### The data

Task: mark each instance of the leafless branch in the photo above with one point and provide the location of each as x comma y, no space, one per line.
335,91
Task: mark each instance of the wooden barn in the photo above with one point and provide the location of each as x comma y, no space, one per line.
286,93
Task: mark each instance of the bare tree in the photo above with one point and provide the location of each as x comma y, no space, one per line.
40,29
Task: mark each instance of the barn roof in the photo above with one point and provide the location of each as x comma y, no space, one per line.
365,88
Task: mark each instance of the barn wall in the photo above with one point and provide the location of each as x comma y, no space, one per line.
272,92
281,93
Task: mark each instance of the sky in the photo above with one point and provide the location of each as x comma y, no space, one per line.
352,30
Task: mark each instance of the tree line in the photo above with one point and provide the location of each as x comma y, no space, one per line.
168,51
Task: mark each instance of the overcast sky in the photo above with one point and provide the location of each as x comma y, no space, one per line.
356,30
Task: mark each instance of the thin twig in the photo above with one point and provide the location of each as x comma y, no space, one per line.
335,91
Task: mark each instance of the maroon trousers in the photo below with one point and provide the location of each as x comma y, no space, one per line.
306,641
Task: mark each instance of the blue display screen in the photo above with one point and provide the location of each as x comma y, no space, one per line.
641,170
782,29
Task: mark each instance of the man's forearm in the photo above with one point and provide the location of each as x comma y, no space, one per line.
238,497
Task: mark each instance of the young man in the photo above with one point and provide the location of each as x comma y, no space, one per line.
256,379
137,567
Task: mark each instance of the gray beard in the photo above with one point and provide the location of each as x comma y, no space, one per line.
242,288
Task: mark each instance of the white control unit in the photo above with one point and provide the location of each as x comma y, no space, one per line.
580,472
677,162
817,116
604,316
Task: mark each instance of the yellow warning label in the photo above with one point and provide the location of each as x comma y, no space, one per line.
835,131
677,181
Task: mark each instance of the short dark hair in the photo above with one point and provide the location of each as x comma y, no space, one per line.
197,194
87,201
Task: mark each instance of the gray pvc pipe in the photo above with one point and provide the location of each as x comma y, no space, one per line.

######

Your goal
An exact copy of every entry is required.

Your solution
Task: mark each instance of the leafless branch in the photo above with one point and provide the location of each as x comma y, no space, one per line.
335,91
Task: mark each instance of the wooden barn in the photo above with one point and provide the location of each as x comma y, no space, one per line.
286,93
Task: mark each instance of the bare tree in the photo above with one point and provide the location of each as x comma y, no space, one per line.
40,29
Task: mark each instance of the barn roof in the photo above with one point and provide the location of each as x comma y, no space, one per line.
365,88
Task: mark each instance of the barn wall in the photo above with one point and provide the location of each as x comma y, no space, one per line.
272,92
281,93
Task: mark each instance of the sky in the photo above with one point and provide the location of each as x comma y, no space, one per line.
352,30
Task: mark each instance of the tree line in the photo above with one point and provide the location of each as x comma y, no space, one per line.
168,51
Task: mark each instance of the overcast sky in the photo above with one point and provide the location of each as x comma y, no space, one per line.
356,30
Task: mark each instance of the thin twig in the photo above with one point and provide the location of each as x comma y, no space, one per line.
335,91
Task: mark each instance of the maroon trousers in the photo below with one point and provide the location of each as x comma y, no space, one per line.
306,641
Task: mark each instance of the blue display screen in the photo above with one point and provide the location of each as x comma y, no space, one per line.
641,170
782,29
Task: mark each instance of the man's forearm in the photo above with one point and provide the location of each as x comma y, no space, one per line.
238,497
Task: mark each instance of the young man in the photo above with one point and provide the location of each as x comma y, no space, one per line.
256,379
137,567
Task: mark each instance of the gray beard in the photo above with one point and provide the location of each as x comma y, no space, one per line.
242,288
Task: mark each instance of the white control unit in the photo above with one point and provide the location of each as x comma y, no space, one per line.
580,472
677,162
817,116
604,316
Task: mark each instance of the yellow warning label in the photo above with one point and provide the location of each as x comma y, no space, one per line.
835,131
677,181
Task: mark each instance of the short dark hair in the photo above with one point and provide the location of each as x comma y, no space, one per line.
197,194
87,201
Task: mark each instance of the gray pvc pipe in the photo above with one point and provide the location of each as x comma y, no space, one per line.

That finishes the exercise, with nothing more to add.